Prices remain muted despite decline in crop arrivals across mandis: CRISIL

Harvesting of agricultural crops was delayed due to non-availability of labour following reverse migration of jobless workers to Bihar, Uttar Pradesh and West Bengal
Prices of agricultural crops remained subdued despite a sharp decline in arrivals of across mandis, a CRISIL study finds.

There has been a sharp decline in arrivals during the first two weeks of April across agriculture commodities. While there are four primary reasons for this -- delayed rabi harvest, labour shortage, lack of transport, and reduced mandi operations -- grains are also said to have been hoarded by farmers and traders to be sold at a later date when mandi operations and logistics normalise.

"But in the case of perishables such as fruits and vegetables, farmers are bearing the brunt of the crash in demand because of the lockdown," the study said.

Grape and mango exports have also come to a halt. A positive outcome of this is that fruits are 10 per cent cheaper in the domestic markets despite an 85 per cent fall in arrivals.

Harvesting of agricultural crops was delayed due to non-availability of labour following reverse migration of jobless workers to Bihar, Uttar Pradesh and West Bengal.
--------------------------------
## WORK TASK
From the article on crop prices, please translate this sentence into Spanish: "Grape and mango exports have also come to a halt." This data has no connection to the article on crop prices.

[Localization data with one point per instance]
--------------------------------
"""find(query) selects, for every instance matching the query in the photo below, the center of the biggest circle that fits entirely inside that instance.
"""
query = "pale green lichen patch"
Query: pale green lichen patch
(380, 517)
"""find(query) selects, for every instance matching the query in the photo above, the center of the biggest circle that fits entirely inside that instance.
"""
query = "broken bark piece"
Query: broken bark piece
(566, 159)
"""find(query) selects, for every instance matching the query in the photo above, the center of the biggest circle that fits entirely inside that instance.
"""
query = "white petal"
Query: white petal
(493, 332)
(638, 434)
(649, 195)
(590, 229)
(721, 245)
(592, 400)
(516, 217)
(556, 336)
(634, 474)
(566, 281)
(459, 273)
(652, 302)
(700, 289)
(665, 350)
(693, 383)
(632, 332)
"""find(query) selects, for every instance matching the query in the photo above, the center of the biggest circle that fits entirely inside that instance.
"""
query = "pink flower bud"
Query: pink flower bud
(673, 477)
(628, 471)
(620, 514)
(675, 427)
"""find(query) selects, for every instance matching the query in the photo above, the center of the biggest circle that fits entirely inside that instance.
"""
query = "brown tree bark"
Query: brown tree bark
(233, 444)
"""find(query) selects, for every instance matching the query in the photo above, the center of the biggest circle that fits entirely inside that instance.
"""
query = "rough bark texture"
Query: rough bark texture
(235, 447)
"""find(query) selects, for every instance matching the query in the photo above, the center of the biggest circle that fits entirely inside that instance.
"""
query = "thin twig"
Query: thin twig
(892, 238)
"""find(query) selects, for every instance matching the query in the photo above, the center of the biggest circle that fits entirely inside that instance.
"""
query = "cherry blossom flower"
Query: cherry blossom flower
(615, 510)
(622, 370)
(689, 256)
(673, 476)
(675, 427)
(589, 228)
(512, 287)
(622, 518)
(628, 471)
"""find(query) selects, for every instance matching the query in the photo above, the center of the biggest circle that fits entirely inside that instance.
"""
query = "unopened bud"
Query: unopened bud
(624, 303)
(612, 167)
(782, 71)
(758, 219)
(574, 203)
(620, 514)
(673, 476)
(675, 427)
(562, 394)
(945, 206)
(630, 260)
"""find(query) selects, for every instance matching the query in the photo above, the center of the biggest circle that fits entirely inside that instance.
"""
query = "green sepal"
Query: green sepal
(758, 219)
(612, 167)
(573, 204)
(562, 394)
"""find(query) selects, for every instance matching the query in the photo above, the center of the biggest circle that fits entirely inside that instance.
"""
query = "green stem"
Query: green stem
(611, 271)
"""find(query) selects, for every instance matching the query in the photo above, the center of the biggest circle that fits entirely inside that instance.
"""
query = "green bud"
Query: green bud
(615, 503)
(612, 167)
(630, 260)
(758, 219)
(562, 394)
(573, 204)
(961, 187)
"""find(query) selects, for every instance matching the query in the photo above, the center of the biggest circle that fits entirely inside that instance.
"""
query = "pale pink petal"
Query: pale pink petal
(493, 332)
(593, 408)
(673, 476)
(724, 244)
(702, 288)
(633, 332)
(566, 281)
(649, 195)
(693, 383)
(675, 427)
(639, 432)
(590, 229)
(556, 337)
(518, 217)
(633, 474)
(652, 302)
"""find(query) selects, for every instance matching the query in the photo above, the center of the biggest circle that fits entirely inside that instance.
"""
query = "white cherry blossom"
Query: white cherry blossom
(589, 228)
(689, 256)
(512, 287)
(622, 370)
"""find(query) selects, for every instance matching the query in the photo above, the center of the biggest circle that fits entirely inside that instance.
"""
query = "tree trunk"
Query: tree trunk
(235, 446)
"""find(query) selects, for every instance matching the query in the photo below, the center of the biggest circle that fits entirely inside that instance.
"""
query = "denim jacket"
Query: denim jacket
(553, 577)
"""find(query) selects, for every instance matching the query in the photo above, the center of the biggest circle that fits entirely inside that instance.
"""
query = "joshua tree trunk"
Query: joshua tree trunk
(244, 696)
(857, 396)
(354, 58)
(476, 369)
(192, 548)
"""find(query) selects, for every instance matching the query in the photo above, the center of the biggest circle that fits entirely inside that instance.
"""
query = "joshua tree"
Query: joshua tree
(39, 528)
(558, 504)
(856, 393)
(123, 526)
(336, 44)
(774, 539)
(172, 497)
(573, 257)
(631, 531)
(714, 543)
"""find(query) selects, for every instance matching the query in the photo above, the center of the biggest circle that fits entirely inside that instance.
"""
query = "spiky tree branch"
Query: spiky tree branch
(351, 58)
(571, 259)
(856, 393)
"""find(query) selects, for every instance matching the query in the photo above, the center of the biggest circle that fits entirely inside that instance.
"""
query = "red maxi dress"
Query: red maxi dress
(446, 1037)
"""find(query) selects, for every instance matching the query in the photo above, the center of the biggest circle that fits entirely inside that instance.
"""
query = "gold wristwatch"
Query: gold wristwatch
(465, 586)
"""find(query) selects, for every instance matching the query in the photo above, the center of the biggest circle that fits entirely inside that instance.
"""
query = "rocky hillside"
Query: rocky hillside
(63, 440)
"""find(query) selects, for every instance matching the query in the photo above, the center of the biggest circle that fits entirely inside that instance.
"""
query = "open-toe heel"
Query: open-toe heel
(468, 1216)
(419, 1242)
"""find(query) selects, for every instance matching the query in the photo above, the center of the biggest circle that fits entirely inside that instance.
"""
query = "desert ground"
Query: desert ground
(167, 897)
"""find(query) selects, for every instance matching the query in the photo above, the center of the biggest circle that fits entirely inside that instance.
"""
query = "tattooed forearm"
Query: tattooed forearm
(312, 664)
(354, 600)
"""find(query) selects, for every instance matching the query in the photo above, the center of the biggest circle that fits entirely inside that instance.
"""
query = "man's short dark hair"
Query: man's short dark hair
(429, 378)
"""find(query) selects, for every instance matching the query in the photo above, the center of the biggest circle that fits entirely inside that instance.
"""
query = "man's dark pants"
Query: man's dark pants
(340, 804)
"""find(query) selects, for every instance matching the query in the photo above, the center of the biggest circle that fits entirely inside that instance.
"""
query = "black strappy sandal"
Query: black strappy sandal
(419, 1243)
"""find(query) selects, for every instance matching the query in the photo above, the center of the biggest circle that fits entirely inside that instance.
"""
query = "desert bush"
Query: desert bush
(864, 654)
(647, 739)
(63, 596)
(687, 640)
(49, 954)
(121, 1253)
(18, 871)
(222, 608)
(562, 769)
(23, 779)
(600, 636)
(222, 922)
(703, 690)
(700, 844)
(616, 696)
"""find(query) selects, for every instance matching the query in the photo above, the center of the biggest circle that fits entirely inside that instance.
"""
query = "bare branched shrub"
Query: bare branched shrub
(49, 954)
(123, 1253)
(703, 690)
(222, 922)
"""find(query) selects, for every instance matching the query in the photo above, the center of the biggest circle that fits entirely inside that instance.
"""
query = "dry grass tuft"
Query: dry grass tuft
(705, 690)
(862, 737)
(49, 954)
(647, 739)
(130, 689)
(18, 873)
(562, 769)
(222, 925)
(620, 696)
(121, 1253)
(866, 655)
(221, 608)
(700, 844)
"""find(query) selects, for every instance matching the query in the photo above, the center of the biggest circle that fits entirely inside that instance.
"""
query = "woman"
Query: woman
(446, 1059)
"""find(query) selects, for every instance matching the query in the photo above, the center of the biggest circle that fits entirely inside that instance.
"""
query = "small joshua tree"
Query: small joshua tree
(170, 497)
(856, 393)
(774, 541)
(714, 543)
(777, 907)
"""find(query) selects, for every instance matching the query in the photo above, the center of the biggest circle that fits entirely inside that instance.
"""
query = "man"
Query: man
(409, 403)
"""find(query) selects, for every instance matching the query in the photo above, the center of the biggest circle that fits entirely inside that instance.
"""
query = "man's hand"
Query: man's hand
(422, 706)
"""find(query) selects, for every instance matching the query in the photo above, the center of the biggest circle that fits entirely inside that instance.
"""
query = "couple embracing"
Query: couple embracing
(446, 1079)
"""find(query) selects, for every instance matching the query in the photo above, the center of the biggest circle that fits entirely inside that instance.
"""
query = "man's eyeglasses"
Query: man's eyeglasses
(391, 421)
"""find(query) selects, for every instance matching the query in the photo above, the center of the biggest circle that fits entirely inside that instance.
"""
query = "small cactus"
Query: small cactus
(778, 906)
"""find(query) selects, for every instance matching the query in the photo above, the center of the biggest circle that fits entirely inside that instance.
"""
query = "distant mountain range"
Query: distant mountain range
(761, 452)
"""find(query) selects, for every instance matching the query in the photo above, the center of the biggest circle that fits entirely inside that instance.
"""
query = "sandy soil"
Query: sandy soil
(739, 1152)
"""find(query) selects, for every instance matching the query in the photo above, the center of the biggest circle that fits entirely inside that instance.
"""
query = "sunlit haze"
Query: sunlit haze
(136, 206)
--------------------------------
## RESPONSE BOX
Las exportaciones de uva y mango también se han detenido.